╭─ Given records

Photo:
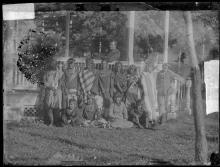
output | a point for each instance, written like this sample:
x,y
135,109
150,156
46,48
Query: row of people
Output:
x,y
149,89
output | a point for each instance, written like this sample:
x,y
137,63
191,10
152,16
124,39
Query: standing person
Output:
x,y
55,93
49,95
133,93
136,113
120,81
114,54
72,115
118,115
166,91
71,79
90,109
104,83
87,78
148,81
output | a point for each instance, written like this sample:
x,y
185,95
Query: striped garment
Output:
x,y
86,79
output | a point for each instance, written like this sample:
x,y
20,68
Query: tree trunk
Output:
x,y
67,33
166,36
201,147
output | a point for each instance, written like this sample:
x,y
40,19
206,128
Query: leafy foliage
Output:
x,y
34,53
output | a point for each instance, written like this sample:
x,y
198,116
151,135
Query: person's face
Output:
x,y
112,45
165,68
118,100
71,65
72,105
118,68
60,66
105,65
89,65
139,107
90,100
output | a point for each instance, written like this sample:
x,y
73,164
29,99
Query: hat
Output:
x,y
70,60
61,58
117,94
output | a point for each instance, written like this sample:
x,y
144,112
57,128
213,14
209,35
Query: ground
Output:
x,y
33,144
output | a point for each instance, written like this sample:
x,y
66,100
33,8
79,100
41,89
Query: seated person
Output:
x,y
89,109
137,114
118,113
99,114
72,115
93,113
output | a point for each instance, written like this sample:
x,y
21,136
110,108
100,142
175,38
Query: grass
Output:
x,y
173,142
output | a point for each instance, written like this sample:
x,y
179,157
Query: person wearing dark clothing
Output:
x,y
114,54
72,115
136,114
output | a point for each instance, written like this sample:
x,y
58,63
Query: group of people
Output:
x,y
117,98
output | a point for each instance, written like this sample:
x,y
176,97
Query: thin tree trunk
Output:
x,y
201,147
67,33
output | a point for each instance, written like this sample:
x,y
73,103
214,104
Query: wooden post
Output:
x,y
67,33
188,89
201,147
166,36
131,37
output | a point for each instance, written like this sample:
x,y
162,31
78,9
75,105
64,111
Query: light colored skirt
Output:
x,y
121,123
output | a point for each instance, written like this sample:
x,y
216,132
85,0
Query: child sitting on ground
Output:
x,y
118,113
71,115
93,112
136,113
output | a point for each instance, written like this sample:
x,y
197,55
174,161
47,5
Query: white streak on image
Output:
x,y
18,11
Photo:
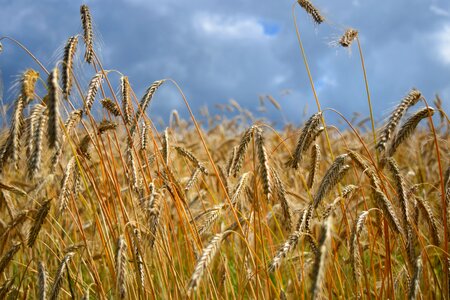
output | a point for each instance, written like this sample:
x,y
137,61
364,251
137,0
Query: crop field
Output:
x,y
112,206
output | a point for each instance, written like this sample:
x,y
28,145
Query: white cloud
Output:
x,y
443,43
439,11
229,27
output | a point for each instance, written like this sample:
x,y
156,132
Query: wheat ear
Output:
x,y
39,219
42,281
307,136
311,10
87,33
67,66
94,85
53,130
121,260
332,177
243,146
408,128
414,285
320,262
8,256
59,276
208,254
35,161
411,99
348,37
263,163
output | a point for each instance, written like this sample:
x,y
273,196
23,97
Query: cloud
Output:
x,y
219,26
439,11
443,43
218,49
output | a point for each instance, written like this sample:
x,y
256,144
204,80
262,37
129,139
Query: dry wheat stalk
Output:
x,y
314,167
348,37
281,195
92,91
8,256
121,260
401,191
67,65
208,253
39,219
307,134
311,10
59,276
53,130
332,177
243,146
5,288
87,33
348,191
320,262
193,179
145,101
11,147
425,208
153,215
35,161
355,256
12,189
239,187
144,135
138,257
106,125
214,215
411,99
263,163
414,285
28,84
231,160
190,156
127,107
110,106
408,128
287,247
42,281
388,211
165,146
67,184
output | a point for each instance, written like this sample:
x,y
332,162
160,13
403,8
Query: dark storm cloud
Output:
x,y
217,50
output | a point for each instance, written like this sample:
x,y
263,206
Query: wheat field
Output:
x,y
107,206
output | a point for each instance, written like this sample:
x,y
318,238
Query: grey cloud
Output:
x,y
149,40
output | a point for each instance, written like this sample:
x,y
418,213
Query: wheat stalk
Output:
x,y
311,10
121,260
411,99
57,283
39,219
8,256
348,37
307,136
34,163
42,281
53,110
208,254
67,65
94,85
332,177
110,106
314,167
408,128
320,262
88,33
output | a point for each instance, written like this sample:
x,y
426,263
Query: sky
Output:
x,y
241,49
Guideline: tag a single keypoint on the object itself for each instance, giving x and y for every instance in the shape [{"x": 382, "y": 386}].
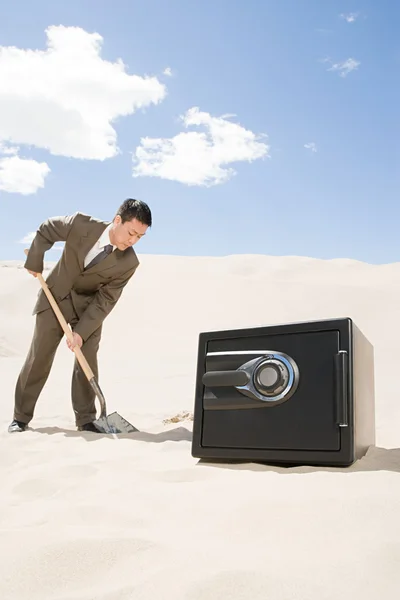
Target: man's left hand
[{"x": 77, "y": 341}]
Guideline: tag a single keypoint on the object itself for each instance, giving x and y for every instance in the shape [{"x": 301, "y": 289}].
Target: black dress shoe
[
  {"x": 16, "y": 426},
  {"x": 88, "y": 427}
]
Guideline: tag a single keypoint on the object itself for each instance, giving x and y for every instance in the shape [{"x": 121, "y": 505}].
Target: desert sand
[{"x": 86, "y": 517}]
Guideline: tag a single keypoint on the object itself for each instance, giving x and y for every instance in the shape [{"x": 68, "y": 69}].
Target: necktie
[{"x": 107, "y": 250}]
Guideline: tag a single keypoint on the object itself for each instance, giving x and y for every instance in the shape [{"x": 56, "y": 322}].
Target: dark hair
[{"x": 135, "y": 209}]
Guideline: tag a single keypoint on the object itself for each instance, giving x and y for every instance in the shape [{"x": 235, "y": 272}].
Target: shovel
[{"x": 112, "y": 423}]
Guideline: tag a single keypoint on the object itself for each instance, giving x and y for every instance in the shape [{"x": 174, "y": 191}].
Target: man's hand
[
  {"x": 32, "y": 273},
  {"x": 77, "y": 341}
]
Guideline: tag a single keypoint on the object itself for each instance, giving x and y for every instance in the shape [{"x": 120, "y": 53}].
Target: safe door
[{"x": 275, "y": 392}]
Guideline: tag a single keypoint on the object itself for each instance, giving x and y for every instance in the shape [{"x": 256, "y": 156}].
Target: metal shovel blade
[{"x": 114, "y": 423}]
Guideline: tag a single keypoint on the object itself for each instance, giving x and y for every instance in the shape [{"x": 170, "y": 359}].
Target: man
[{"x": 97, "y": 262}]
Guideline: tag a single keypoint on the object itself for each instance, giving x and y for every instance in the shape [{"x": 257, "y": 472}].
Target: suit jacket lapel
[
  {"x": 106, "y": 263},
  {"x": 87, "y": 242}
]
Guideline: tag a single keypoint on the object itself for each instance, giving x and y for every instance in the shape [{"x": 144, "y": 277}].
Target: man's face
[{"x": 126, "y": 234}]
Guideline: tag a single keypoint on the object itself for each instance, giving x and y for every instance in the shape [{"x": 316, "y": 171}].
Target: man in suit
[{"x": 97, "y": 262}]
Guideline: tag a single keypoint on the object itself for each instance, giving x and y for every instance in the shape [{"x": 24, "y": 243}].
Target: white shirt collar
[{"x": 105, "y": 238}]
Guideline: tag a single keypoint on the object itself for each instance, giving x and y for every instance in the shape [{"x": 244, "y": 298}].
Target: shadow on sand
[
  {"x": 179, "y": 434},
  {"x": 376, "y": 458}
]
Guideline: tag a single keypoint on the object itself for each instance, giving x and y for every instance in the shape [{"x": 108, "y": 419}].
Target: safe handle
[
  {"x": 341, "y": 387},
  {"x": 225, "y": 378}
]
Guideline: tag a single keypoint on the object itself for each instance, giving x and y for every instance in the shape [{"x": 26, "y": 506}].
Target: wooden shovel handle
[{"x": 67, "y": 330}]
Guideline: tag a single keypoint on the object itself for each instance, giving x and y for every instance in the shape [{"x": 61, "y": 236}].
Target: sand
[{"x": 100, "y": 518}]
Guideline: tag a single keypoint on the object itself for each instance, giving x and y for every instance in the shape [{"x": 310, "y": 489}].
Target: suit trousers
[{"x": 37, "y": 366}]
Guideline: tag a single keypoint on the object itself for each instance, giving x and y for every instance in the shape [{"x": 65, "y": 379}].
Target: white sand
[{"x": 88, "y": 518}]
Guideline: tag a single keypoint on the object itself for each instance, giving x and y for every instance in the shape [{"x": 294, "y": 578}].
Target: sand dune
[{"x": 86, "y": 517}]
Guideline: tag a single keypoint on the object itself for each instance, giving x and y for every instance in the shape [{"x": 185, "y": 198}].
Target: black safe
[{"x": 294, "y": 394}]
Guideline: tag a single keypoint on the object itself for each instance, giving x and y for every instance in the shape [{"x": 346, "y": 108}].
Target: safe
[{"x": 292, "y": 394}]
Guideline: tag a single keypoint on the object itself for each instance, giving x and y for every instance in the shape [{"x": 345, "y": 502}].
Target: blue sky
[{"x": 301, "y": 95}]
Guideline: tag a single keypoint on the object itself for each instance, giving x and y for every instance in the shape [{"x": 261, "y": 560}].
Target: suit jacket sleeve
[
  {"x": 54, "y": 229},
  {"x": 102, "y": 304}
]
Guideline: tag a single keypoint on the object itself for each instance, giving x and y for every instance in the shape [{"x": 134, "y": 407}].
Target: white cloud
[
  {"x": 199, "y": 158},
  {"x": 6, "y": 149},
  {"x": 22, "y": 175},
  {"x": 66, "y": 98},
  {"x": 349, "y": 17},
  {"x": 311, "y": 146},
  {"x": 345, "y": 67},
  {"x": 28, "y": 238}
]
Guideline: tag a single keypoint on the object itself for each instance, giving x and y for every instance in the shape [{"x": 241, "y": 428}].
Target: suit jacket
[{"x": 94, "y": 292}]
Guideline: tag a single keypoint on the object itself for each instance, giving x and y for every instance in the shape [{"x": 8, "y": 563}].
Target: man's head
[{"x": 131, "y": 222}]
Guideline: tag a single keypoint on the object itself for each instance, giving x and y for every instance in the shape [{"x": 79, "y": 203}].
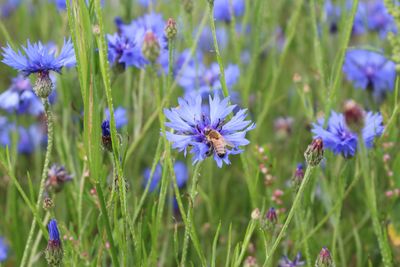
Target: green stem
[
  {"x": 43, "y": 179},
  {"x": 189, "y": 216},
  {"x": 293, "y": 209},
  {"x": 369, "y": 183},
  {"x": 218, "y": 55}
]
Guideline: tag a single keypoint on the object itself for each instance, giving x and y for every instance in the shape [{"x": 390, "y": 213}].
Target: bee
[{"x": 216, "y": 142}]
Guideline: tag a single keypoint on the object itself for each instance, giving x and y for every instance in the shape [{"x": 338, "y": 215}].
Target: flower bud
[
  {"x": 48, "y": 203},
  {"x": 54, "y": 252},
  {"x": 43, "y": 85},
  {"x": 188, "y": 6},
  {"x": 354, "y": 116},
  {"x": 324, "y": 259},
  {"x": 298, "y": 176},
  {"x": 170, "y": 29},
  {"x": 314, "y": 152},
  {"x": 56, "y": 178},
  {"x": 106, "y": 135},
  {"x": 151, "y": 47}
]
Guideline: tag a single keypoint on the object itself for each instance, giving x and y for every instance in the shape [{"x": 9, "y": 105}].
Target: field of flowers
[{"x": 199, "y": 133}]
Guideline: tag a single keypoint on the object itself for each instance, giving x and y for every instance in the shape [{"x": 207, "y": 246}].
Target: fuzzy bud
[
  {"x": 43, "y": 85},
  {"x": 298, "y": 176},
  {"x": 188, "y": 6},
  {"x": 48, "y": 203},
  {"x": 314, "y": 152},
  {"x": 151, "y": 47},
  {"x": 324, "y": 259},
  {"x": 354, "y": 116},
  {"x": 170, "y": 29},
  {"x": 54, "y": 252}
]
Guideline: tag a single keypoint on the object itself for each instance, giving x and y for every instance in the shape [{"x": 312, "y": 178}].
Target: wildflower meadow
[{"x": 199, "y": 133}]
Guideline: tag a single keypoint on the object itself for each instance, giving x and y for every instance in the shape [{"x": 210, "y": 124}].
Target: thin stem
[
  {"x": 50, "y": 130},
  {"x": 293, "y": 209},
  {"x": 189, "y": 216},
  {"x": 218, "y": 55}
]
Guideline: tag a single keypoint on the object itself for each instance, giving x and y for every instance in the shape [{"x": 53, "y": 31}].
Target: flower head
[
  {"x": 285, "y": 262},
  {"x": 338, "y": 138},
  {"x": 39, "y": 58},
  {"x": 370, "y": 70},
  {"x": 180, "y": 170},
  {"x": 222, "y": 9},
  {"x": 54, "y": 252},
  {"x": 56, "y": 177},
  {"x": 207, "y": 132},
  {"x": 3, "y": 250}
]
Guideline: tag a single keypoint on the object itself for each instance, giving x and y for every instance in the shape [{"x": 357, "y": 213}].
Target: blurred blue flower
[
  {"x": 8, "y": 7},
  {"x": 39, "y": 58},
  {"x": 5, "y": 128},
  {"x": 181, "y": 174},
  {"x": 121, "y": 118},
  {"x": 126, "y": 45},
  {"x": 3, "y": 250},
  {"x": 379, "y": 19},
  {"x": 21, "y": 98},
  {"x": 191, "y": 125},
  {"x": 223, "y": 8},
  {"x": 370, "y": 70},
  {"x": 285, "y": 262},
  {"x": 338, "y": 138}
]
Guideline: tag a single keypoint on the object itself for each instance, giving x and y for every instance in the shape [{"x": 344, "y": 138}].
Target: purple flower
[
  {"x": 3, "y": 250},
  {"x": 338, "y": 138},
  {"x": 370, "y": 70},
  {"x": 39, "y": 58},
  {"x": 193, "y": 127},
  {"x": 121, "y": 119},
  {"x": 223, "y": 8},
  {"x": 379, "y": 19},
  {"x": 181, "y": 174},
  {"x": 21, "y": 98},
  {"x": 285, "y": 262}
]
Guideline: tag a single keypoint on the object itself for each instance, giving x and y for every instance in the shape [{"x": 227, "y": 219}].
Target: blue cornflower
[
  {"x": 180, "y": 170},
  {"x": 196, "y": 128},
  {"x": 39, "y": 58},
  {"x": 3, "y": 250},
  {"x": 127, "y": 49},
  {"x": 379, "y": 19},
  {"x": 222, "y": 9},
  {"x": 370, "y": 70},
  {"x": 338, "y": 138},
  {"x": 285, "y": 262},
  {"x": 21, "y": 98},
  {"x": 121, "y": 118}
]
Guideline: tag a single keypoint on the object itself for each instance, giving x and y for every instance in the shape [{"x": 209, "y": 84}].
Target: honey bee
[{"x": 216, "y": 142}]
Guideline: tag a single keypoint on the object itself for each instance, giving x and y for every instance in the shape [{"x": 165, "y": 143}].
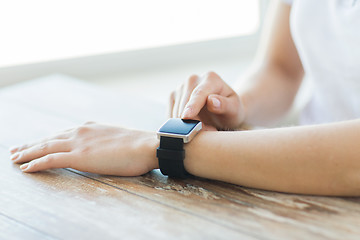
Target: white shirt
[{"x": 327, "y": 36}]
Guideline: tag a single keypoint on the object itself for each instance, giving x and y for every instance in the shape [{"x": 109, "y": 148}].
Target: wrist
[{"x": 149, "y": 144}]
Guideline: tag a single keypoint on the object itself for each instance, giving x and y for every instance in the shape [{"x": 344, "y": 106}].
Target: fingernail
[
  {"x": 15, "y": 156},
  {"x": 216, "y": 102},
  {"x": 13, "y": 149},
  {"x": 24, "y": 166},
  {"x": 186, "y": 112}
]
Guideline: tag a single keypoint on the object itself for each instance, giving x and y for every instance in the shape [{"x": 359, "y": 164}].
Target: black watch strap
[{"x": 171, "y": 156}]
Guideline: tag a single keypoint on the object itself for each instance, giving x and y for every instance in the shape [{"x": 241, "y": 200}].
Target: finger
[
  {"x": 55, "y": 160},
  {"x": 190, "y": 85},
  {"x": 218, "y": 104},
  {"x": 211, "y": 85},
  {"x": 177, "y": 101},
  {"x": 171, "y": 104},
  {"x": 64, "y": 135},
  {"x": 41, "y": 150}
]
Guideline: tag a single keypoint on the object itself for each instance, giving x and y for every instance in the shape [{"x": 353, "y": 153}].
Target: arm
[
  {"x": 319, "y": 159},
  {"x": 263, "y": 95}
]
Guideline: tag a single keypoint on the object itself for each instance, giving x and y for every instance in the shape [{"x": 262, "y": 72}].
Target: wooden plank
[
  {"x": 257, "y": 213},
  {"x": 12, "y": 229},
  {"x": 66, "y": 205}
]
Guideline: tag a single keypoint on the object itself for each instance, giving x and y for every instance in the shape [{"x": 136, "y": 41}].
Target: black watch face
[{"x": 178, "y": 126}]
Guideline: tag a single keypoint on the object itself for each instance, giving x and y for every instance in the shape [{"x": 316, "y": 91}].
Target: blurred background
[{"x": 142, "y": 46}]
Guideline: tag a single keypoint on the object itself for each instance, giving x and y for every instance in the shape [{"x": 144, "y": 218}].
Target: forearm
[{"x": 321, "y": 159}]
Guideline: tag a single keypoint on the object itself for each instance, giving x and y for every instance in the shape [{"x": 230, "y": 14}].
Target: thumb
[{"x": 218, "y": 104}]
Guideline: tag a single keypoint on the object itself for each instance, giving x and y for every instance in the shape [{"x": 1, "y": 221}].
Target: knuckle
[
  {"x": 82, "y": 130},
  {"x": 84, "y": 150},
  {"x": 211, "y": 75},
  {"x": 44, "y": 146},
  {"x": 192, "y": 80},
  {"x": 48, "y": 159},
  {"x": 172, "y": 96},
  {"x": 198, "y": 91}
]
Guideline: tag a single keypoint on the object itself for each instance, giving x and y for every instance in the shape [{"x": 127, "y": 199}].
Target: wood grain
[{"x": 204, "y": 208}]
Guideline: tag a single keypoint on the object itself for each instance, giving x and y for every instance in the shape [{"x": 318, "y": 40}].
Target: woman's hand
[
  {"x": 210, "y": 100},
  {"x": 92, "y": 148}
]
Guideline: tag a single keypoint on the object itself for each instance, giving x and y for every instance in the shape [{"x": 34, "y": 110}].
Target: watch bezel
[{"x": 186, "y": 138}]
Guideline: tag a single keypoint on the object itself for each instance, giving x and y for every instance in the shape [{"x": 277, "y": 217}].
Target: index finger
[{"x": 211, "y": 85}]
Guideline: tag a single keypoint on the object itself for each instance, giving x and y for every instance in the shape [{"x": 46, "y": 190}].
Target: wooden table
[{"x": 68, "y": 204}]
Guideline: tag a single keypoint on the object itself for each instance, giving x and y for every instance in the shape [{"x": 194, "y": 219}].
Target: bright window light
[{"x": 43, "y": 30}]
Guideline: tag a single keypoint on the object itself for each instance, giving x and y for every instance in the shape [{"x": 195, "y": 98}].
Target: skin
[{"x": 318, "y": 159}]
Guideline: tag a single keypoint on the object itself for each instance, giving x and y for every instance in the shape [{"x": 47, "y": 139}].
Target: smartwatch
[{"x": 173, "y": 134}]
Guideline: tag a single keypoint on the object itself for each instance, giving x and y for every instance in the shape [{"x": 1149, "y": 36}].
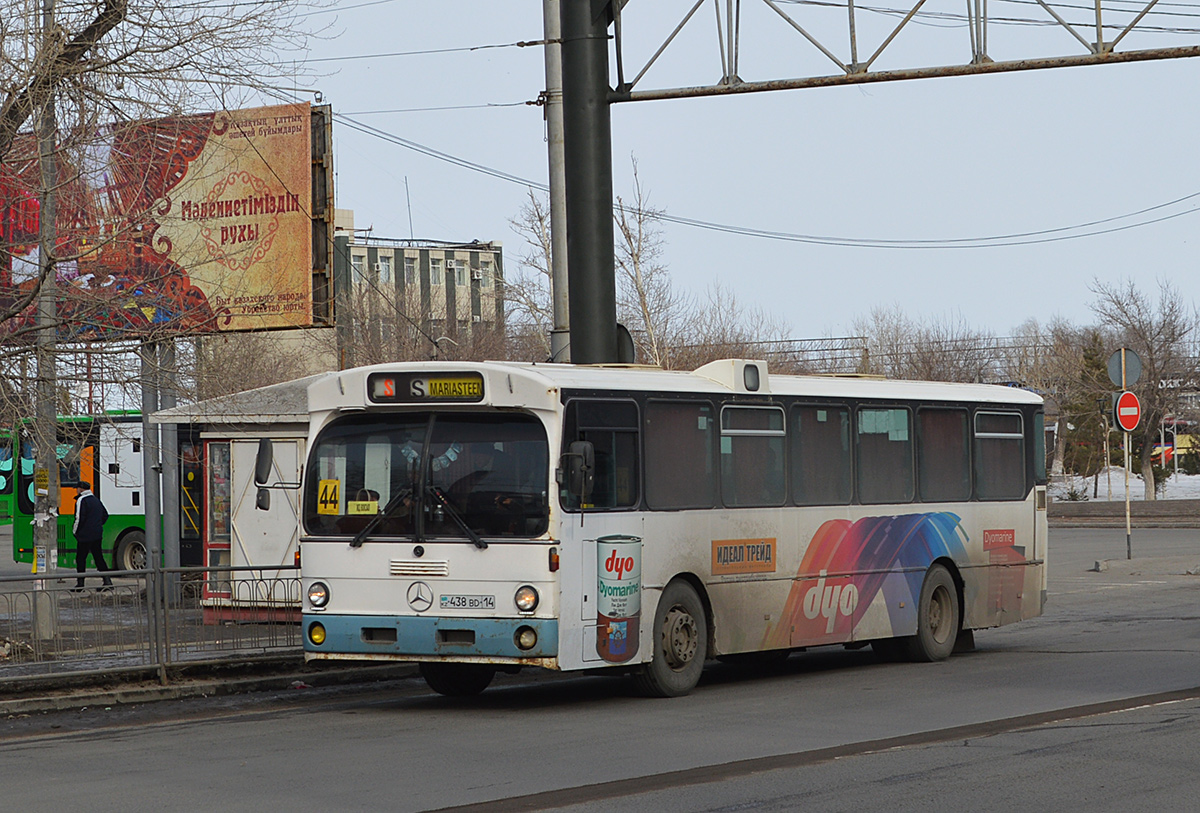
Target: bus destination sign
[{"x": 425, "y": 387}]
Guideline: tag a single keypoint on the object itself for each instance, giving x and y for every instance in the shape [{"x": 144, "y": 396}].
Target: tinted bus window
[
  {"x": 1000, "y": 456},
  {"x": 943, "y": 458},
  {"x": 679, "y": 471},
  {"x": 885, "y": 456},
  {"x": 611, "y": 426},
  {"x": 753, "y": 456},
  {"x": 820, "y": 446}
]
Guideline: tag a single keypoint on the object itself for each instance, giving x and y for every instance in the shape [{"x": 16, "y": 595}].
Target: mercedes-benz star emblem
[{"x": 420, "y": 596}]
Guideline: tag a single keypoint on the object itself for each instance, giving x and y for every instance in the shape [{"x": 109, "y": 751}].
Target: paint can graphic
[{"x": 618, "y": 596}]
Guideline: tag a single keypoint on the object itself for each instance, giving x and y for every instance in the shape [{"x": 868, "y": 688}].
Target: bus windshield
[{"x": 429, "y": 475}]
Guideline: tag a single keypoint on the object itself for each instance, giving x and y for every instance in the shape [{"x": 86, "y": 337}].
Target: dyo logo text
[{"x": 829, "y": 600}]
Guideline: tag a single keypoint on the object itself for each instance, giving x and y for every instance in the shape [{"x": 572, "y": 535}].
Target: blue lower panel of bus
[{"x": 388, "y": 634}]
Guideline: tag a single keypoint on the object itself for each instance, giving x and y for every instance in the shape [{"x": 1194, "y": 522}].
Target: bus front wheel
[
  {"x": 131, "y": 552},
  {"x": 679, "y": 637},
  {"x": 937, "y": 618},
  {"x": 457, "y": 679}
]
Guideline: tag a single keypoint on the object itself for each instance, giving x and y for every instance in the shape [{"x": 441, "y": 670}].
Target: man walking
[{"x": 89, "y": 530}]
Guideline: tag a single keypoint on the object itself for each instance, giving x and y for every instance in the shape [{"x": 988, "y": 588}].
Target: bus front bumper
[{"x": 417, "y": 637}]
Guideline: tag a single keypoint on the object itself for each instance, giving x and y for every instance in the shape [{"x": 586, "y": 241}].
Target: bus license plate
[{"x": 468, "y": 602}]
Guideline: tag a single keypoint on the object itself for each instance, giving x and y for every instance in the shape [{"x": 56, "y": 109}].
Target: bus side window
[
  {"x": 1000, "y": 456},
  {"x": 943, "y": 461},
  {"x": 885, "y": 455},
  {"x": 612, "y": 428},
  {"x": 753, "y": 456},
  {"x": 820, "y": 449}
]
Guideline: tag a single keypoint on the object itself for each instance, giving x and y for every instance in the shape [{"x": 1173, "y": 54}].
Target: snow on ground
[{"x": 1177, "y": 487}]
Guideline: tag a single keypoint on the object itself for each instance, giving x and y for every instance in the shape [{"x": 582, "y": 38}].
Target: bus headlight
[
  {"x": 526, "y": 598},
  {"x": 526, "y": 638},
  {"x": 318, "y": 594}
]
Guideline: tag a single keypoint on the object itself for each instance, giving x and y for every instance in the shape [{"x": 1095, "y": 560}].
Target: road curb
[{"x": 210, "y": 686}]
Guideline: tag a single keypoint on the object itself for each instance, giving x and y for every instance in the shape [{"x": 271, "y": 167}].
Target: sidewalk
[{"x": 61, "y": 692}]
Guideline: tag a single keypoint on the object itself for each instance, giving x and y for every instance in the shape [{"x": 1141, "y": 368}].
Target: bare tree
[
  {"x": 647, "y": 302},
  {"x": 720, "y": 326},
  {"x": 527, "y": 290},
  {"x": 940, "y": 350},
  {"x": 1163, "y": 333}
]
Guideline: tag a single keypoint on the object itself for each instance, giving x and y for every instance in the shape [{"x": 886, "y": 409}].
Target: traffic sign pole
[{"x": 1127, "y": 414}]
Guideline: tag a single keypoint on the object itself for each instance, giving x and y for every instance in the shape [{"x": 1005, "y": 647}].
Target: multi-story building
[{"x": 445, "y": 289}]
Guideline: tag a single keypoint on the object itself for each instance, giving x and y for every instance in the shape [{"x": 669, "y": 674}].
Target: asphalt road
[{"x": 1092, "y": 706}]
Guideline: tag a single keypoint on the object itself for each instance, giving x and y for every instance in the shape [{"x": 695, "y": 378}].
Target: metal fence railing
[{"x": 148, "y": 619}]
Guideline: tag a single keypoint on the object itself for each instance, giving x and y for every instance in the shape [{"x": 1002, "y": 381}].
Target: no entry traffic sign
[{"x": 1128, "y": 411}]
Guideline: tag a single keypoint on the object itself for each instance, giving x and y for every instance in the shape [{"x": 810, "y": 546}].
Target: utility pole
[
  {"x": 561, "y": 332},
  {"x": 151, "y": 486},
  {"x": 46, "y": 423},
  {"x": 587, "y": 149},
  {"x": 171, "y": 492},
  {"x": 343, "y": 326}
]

╰─

The expected answer is a copy of each line above containing "person".

Query: standing person
Query: person's face
Query: seated person
Query: person wearing dark clothing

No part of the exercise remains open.